Add support for AIS batch loading for ASR audio processing

gaikwadabhishek · gaikwadabhishek · commit cbae6c3e0d14 · 2025-11-20T18:41:39.000-08:00
* Introduced environment variable USE_AIS_GET_BATCH to toggle AIS batch loading.
* Updated PromptedAudioToTextLhotseDataset to utilize AISBatchLoader when enabled.
* Modified LazyNeMoTarredIterator to handle URL-based recordings when AIS batch loading is active.

Implement URL-based audio loading using AIStore's Get-Batch API to improve
data pipeline efficiency. This allows batch fetching of multiple audio files
without local tar archive extraction, offloading processing to AIStore.

Signed-off-by: Abhishek Gaikwad &lt;gaikwadabhishek1997@gmail.com&gt;
diff --git a/nemo/collections/asr/data/audio_to_text_lhotse_prompted.py b/nemo/collections/asr/data/audio_to_text_lhotse_prompted.py
@@ -11,6 +11,7 @@
 # WITHOUT WARRANTIES OR CONDITIONS OF ANY KIND, either express or implied.
 # See the License for the specific language governing permissions and
 # limitations under the License.
+import os
 from dataclasses import dataclass
 from typing import Optional, Union
 
@@ -66,6 +67,11 @@ class PromptedAudioToTextLhotseDataset(torch.utils.data.Dataset):
     If `enable_chunking` is True, each audio sample is split into optimally sized chunks
     (see `find_optimal_chunk_size` and `chunk_waveform`). This is useful for long audio inputs,
     allowing the model to process them in manageable segments.
+
+    NOTE:
+    If the environment variable `USE_AIS_GET_BATCH` is set to `true` (case-insensitive),
+    then batch audio loading from AIStore will be enabled for this dataset. This will use the
+    AISBatchLoader to load the audio from AIStore. This can improve data loading efficiency in some setups.
     """
 
     def __init__(
@@ -76,12 +82,28 @@ def __init__(
     ):
         super().__init__()
         self.tokenizer = tokenizer
-        self.load_audio = AudioSamples(fault_tolerant=True)
+        self.use_ais_get_batch = os.environ.get("USE_AIS_GET_BATCH", "False").lower() == "true"
+
+        # Try to use use_batch_loader if available (Lhotse >= 1.32.0)
+        try:
+            self.load_audio = AudioSamples(fault_tolerant=True, use_batch_loader=self.use_ais_get_batch)
+        except TypeError:
+            # Lhotse < 1.32.0 doesn't support use_batch_loader
+            if self.use_ais_get_batch:
+                import logging
+
+                logging.warning(
+                    "AIS batch loading requested but not supported by this Lhotse version. "
+                    "Please upgrade to Lhotse >= 1.32.0"
+                )
+            self.load_audio = AudioSamples(fault_tolerant=True)

Written instruction ▸ Please condense the paragraph of the commit message that begins "Implement URL-based audio loading" into a short bulleted list that keeps its main facts. The rows that come after the commit message aren't needed.

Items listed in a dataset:
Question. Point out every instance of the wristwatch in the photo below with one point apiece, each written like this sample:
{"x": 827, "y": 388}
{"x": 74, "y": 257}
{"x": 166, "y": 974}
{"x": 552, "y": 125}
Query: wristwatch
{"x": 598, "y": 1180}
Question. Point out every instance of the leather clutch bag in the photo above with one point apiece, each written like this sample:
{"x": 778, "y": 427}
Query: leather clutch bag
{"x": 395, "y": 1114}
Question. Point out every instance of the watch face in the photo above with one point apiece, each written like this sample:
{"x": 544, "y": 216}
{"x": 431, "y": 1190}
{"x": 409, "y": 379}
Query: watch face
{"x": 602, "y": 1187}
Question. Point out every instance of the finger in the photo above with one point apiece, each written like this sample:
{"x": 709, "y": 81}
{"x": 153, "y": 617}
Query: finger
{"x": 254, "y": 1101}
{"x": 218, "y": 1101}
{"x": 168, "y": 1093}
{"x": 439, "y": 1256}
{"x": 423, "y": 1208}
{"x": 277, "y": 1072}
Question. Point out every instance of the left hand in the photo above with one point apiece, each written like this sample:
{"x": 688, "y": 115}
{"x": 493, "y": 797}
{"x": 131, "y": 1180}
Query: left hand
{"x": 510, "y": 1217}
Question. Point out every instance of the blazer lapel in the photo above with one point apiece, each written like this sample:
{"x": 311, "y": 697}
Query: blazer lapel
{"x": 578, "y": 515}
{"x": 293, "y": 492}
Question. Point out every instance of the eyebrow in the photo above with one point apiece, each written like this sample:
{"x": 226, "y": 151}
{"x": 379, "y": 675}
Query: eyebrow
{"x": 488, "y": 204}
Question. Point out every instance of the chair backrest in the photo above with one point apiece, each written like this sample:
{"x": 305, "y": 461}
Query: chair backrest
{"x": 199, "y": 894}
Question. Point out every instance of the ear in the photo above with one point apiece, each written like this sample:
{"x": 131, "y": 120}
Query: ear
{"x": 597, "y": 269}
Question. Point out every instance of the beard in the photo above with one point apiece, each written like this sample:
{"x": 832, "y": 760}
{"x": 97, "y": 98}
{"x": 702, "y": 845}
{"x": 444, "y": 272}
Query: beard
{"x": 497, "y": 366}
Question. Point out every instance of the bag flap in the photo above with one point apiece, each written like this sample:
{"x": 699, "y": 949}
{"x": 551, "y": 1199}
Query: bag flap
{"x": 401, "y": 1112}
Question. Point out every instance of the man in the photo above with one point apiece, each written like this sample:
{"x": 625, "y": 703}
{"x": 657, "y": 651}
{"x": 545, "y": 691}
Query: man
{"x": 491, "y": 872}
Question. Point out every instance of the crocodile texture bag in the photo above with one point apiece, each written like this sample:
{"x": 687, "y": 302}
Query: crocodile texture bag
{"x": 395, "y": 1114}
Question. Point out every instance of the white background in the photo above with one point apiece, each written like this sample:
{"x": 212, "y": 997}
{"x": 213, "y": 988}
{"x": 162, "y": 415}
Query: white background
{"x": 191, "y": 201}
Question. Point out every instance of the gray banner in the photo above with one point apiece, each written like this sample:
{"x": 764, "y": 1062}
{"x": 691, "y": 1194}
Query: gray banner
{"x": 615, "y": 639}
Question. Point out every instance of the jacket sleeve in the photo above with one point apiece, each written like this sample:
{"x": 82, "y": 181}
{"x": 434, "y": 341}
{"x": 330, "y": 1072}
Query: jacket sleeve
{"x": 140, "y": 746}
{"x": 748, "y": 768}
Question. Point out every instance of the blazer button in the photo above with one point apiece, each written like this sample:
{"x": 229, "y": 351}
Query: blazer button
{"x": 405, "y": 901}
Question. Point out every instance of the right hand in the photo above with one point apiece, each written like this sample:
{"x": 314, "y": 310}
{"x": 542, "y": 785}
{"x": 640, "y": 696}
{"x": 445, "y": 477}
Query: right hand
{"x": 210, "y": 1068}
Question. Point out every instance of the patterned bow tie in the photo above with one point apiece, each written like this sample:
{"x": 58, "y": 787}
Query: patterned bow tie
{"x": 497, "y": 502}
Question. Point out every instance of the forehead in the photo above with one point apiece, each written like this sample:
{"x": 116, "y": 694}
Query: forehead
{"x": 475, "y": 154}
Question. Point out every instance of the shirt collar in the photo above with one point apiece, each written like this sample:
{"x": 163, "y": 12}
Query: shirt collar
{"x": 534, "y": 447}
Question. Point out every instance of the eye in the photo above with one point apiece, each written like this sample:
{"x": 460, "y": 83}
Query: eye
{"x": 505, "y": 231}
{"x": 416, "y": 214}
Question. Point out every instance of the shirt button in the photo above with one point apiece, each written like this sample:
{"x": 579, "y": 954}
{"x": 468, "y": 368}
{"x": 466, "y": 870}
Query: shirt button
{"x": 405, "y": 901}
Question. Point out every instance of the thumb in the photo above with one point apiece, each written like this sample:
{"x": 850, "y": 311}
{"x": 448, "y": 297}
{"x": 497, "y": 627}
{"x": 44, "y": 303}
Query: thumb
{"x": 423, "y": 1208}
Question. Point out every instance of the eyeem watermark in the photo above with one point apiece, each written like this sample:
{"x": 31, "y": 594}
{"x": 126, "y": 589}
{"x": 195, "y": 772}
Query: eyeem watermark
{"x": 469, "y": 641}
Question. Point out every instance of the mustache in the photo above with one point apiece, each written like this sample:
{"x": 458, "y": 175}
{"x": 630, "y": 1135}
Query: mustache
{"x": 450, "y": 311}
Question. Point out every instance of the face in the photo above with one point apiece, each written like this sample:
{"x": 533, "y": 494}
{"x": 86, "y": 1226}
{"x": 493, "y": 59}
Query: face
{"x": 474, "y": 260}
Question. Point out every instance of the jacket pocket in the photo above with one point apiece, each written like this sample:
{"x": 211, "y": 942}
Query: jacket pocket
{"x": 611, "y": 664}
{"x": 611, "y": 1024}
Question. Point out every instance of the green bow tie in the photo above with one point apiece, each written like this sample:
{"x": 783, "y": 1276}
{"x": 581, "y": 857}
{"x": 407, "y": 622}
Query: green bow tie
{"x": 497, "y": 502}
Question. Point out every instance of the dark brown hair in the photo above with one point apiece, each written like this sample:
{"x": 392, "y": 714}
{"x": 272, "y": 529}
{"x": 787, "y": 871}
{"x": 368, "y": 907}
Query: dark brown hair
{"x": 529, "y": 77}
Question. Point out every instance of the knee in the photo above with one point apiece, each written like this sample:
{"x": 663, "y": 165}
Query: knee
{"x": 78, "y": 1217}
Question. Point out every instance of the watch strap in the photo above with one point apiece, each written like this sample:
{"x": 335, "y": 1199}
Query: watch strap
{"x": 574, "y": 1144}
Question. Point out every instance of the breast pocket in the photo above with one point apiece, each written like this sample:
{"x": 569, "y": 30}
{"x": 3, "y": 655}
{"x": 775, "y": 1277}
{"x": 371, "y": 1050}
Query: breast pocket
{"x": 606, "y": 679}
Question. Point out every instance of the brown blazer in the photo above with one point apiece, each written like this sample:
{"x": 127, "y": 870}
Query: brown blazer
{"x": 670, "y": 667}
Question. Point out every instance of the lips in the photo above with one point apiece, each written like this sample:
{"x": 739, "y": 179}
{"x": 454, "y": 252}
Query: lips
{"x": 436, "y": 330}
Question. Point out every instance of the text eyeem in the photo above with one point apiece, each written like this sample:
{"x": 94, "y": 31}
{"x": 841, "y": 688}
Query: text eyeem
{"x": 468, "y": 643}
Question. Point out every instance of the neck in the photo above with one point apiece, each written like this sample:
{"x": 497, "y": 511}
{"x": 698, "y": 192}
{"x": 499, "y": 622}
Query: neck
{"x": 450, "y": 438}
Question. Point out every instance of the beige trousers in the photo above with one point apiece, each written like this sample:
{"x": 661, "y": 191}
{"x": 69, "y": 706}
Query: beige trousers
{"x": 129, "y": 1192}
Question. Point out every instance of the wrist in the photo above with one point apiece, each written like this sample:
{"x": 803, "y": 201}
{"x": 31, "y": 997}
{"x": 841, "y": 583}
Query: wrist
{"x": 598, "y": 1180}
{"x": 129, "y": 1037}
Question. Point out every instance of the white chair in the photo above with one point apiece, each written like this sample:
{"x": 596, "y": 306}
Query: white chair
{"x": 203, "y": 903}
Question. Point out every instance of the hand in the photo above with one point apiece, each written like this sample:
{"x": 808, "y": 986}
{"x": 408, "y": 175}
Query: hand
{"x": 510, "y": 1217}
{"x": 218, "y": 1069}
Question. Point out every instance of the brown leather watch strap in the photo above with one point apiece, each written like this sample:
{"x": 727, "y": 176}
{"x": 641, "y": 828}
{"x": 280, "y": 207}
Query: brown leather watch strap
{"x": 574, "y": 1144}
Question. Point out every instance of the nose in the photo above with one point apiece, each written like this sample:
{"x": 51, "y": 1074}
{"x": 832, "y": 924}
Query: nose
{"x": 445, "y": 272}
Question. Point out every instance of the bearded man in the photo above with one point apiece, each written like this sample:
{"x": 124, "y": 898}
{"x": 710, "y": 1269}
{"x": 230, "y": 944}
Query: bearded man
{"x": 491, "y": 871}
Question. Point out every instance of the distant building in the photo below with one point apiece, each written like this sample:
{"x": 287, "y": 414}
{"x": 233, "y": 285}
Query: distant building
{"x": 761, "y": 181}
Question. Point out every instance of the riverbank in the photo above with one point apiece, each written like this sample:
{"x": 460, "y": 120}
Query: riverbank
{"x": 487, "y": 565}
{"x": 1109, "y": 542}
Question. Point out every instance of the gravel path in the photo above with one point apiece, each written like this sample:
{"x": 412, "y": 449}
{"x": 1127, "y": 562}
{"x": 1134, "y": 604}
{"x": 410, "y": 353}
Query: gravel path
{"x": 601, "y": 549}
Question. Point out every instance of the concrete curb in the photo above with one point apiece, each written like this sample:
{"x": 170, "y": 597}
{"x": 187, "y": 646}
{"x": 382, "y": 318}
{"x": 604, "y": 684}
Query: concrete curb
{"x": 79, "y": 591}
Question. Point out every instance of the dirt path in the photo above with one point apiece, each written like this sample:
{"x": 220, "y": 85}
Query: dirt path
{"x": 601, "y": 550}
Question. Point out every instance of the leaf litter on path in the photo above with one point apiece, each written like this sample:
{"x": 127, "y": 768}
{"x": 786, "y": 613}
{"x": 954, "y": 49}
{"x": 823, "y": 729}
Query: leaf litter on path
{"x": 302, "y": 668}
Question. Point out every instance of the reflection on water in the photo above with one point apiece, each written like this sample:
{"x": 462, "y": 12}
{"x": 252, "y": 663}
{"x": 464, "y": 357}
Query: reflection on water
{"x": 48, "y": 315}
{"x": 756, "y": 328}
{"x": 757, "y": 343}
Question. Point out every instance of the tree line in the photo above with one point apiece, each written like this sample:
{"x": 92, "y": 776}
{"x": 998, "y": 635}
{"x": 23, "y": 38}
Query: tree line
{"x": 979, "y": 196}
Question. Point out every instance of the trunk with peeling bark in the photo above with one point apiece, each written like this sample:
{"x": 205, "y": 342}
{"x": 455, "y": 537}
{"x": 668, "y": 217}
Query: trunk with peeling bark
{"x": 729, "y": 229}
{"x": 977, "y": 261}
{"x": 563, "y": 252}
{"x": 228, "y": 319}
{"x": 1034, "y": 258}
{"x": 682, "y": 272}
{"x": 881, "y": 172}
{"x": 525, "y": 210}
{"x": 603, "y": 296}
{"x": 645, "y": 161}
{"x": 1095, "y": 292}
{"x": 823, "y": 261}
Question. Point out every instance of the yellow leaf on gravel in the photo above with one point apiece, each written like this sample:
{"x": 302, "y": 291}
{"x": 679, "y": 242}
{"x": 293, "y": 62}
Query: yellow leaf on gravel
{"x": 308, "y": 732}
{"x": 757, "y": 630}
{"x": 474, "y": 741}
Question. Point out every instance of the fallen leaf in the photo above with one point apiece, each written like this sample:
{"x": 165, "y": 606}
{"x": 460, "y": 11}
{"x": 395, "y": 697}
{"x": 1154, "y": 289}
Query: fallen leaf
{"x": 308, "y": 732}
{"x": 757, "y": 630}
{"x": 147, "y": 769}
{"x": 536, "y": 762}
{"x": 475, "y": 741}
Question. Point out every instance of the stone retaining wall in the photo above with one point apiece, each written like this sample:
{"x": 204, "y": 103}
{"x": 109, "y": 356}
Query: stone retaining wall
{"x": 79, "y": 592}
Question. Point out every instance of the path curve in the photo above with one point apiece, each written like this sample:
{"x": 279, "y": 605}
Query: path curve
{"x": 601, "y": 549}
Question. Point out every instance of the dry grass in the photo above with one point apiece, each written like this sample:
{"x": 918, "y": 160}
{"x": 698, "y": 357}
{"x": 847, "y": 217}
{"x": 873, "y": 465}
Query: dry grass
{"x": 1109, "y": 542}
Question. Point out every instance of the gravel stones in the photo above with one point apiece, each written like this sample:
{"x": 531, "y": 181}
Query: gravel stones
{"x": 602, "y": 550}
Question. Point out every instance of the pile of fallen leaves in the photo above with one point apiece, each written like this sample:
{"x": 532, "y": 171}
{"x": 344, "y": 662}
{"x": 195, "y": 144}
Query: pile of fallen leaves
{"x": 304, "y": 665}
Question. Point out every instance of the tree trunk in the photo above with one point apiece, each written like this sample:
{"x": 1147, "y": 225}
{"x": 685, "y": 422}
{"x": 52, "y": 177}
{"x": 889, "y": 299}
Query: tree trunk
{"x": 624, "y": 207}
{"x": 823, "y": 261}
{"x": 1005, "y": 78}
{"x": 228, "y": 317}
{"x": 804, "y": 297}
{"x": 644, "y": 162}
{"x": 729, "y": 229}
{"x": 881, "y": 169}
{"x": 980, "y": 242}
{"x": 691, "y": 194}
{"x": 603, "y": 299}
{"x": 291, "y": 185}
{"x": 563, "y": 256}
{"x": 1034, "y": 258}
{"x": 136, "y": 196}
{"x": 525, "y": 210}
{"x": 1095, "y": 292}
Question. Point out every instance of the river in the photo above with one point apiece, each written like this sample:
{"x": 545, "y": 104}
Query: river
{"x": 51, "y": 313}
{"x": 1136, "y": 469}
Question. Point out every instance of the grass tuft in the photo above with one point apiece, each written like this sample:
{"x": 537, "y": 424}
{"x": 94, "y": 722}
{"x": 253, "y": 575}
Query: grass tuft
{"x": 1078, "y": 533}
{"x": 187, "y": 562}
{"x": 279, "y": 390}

Task answer ▸
- Adds URL-based audio loading through AIStore's Get-Batch API.
- Aims to make the data pipeline more efficient.
- Fetches multiple audio files in a batch without extracting local tar archives.
- Offloads the processing to AIStore.